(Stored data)
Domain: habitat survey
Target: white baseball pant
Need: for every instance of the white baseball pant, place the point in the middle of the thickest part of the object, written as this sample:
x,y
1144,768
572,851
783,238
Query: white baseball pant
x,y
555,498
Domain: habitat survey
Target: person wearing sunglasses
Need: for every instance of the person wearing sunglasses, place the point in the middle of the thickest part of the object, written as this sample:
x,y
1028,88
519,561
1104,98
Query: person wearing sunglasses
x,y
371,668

==

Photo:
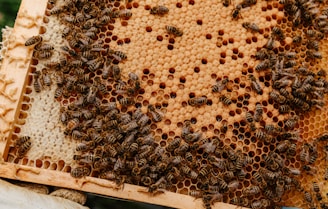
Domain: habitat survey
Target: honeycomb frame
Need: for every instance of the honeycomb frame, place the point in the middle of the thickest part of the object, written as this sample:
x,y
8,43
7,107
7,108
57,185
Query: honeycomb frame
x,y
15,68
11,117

==

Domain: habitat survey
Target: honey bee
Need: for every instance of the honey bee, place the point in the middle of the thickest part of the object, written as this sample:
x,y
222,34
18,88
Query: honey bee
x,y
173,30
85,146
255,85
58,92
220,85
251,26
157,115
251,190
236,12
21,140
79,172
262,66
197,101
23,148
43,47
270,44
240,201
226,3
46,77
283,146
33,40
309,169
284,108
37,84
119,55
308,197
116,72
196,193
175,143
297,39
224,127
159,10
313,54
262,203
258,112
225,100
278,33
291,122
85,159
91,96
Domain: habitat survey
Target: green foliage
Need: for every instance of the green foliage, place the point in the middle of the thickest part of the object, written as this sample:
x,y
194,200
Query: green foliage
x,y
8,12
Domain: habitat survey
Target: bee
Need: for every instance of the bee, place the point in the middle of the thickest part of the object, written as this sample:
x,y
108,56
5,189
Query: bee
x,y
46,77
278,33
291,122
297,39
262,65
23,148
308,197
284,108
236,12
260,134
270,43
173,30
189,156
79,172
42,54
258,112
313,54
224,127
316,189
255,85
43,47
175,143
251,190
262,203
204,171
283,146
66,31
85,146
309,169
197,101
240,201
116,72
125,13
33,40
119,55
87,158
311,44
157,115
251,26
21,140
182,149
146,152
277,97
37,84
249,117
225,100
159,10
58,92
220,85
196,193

▶ Exercise goal: Provide only the number of lines in the entries that hold the word "middle".

▶ Response for this exercise: 6